REQUIRED ACTION
Reproduce every line of the rows below without any change.

Dataset entries
::::

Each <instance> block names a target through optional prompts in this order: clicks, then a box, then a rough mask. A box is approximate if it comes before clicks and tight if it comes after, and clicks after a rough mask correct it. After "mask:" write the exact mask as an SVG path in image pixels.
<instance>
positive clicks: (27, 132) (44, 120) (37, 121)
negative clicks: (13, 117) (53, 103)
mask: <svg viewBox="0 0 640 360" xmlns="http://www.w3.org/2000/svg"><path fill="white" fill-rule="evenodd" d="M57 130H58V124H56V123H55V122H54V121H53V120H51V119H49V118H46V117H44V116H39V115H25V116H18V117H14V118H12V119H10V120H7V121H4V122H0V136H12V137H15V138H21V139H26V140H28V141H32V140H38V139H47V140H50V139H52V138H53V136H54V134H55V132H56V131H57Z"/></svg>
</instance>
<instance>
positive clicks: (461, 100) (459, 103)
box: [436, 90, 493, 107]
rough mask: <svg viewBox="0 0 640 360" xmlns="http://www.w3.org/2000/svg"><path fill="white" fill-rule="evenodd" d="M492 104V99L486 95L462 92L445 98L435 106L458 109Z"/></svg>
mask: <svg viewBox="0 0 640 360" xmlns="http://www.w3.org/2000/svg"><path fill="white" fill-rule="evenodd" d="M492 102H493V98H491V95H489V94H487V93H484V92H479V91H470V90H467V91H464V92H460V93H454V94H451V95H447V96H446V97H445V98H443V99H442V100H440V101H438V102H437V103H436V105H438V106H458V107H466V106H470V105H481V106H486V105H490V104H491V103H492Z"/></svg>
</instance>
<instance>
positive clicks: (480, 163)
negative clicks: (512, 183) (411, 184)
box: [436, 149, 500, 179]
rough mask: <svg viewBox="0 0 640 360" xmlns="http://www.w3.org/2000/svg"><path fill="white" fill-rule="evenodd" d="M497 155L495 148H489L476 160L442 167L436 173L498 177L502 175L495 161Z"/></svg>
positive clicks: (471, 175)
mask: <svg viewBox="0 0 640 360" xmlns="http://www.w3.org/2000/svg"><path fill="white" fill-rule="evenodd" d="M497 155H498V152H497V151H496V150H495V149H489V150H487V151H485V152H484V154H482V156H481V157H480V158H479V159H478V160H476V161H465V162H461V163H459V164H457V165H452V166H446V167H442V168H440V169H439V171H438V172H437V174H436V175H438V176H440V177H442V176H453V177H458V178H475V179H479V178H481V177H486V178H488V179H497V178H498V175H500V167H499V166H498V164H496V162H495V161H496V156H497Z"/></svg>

::::

TASK SOLUTION
Each <instance> block names a target through optional prompts in this order: clicks, then a box, then a rough mask. A box is approximate if it comes before clicks and tight if it comes after, and clicks after a rough mask correct it. After "mask:" write the exact mask as an SVG path in image pixels.
<instance>
positive clicks: (27, 132) (44, 120) (37, 121)
negative clicks: (13, 117) (53, 103)
mask: <svg viewBox="0 0 640 360" xmlns="http://www.w3.org/2000/svg"><path fill="white" fill-rule="evenodd" d="M57 130H58V124H56V123H55V122H54V121H53V120H51V119H49V118H46V117H44V116H39V115H25V116H18V117H14V118H12V119H10V120H7V121H4V122H0V136H12V137H15V138H21V139H26V140H28V141H32V140H38V139H47V140H50V139H52V138H53V136H54V134H55V132H56V131H57Z"/></svg>
</instance>
<instance>
positive clicks: (461, 100) (459, 103)
box: [436, 90, 493, 107]
rough mask: <svg viewBox="0 0 640 360" xmlns="http://www.w3.org/2000/svg"><path fill="white" fill-rule="evenodd" d="M492 104V99L486 95L462 92L445 98L435 106L458 109Z"/></svg>
mask: <svg viewBox="0 0 640 360" xmlns="http://www.w3.org/2000/svg"><path fill="white" fill-rule="evenodd" d="M492 102H493V98H491V95H489V94H487V93H484V92H479V91H470V90H467V91H464V92H460V93H454V94H451V95H447V96H446V97H445V98H443V99H442V100H440V101H438V102H437V103H436V105H438V106H458V107H466V106H470V105H481V106H486V105H490V104H491V103H492Z"/></svg>
</instance>
<instance>
positive clicks: (480, 163)
negative clicks: (512, 183) (411, 184)
box: [436, 149, 500, 179]
rough mask: <svg viewBox="0 0 640 360" xmlns="http://www.w3.org/2000/svg"><path fill="white" fill-rule="evenodd" d="M497 155L495 148H489L476 160L442 167L436 173L498 177L502 175L495 161Z"/></svg>
positive clicks: (471, 175)
mask: <svg viewBox="0 0 640 360" xmlns="http://www.w3.org/2000/svg"><path fill="white" fill-rule="evenodd" d="M497 155H498V152H497V151H496V150H495V149H489V150H487V151H485V152H484V154H482V156H481V157H480V158H479V159H478V160H476V161H465V162H461V163H459V164H457V165H452V166H446V167H442V168H440V169H439V171H438V172H437V174H436V175H438V176H440V177H442V176H453V177H458V178H475V179H479V178H481V177H486V178H488V179H497V178H498V175H500V167H499V166H498V164H496V162H495V161H496V156H497Z"/></svg>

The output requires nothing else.